Source data:
>>>>
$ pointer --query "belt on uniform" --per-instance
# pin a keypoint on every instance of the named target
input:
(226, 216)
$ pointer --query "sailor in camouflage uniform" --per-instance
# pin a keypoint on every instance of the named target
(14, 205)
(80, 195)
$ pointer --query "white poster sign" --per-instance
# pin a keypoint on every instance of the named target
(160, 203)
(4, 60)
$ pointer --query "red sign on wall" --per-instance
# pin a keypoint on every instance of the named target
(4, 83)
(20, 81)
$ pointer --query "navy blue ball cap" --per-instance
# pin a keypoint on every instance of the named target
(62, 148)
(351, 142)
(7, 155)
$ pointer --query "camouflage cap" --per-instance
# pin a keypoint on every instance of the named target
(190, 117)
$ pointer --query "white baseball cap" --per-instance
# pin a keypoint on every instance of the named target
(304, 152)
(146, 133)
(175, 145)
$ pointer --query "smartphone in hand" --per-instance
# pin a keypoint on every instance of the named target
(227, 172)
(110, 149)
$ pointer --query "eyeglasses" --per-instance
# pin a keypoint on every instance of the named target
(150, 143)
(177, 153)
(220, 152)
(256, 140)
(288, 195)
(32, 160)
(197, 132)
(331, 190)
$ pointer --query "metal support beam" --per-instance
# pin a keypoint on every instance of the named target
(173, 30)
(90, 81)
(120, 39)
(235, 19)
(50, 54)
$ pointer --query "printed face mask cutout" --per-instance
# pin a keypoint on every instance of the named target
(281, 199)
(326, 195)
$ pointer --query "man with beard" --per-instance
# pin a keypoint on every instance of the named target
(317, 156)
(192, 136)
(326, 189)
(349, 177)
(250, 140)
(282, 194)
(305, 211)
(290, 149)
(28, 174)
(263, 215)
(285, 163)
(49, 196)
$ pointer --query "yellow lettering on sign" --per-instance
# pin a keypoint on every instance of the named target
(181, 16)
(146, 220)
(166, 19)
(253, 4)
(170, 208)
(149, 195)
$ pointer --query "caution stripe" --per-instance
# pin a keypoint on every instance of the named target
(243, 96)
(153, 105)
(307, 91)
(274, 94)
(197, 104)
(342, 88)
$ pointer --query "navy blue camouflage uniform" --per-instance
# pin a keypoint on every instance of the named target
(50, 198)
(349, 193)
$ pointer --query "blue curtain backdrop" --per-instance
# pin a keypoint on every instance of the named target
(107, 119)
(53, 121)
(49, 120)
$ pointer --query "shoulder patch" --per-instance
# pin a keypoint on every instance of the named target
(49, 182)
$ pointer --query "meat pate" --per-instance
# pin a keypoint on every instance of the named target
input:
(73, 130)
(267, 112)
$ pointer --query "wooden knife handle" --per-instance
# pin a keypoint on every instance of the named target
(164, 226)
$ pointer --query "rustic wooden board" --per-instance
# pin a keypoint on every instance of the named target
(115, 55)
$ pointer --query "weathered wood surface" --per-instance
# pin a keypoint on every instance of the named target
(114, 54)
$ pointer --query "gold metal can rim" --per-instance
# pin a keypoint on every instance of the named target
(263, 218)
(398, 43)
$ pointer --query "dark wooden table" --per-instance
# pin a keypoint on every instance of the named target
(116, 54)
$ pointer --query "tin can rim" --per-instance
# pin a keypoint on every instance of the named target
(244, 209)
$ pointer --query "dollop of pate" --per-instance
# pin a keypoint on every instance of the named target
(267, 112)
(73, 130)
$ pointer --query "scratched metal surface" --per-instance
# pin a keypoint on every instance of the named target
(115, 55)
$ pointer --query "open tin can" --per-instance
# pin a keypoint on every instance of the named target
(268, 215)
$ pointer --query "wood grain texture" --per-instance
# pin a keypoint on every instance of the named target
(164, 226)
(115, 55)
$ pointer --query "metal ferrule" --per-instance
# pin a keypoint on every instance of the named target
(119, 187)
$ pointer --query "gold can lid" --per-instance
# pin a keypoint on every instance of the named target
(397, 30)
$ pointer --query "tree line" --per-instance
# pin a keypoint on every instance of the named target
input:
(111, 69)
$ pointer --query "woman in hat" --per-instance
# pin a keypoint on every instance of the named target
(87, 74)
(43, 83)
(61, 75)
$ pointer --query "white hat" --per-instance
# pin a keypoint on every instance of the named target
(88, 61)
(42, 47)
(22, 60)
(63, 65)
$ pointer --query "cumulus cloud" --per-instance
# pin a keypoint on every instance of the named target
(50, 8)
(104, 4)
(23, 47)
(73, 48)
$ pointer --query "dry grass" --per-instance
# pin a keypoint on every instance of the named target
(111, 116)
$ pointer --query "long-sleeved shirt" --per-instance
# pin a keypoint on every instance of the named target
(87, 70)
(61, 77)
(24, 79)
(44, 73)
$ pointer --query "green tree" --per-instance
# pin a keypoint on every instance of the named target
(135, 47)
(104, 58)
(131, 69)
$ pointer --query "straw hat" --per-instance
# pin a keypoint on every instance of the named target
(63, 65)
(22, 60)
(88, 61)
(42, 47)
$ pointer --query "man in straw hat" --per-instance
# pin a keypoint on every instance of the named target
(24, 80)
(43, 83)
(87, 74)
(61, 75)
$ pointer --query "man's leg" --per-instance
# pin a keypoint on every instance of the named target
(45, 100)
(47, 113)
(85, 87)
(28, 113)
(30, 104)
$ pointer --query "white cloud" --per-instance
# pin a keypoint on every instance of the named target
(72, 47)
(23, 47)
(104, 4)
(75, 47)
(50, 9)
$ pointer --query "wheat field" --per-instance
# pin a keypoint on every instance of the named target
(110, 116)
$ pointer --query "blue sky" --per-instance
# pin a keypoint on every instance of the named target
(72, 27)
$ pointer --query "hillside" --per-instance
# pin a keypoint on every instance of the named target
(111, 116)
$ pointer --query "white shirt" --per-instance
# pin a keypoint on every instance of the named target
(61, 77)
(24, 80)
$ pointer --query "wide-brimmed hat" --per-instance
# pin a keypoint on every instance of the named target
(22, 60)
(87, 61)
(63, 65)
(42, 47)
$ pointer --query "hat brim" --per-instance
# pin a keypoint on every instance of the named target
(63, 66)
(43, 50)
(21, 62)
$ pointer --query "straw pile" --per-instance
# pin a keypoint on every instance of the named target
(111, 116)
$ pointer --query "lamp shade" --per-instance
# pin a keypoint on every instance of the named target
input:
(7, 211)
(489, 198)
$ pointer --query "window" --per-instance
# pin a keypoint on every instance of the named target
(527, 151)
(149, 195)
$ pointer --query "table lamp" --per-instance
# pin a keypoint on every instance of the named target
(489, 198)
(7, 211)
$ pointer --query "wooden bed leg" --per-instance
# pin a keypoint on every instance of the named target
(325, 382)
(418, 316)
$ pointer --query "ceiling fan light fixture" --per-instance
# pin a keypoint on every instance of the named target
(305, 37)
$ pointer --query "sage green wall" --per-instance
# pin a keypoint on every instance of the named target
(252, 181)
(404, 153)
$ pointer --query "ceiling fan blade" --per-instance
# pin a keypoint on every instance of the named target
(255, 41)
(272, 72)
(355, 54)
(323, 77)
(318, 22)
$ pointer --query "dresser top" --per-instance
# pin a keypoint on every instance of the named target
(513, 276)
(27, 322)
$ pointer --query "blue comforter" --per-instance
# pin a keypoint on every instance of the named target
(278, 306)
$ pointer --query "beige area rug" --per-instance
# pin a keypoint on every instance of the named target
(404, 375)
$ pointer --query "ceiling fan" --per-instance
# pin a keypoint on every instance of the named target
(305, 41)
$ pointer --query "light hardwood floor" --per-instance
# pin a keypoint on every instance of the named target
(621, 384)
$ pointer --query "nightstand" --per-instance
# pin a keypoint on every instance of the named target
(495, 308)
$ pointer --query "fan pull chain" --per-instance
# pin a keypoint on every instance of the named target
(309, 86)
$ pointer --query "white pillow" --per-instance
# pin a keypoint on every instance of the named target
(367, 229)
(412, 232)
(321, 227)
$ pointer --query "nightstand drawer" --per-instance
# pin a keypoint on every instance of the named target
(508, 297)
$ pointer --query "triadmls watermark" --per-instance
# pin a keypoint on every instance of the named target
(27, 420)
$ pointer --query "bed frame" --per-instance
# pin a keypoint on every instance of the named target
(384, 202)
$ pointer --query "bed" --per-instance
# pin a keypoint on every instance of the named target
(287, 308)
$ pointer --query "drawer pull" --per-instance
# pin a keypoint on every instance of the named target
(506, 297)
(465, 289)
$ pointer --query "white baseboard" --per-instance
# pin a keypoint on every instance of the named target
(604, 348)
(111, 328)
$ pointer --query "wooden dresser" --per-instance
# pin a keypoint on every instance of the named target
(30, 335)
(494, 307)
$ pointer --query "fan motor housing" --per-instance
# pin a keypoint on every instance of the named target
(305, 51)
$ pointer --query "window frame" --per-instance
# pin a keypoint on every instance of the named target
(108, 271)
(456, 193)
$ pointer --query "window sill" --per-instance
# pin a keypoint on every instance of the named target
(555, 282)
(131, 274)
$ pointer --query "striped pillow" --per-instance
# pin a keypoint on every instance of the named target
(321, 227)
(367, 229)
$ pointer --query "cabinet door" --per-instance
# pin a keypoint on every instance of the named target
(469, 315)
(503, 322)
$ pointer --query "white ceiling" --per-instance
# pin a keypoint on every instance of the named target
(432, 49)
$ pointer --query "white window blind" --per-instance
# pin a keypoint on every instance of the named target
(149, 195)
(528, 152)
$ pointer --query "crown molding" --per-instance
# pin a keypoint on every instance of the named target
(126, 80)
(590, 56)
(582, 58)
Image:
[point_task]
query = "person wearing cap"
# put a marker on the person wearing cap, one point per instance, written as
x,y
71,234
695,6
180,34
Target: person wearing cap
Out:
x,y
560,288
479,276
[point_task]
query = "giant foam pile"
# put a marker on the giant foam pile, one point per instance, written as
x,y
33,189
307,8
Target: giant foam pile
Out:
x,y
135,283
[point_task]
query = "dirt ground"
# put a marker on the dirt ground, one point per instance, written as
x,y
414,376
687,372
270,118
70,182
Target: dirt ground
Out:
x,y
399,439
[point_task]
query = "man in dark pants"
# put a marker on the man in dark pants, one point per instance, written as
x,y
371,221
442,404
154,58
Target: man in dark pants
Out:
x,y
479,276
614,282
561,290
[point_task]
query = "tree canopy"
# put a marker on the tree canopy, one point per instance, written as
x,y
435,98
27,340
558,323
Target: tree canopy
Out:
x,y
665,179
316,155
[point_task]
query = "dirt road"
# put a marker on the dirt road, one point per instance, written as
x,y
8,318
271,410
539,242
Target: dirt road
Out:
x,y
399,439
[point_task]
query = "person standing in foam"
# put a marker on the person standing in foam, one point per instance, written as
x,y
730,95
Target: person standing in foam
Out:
<<<<
WHAT THE EXERCISE ASKS: Wherever the string "pillow" appears in the entries above, list that line.

EXPECTED OUTPUT:
$ pointer --query "white pillow" --per-instance
$ pointer --query "striped pillow" --per-instance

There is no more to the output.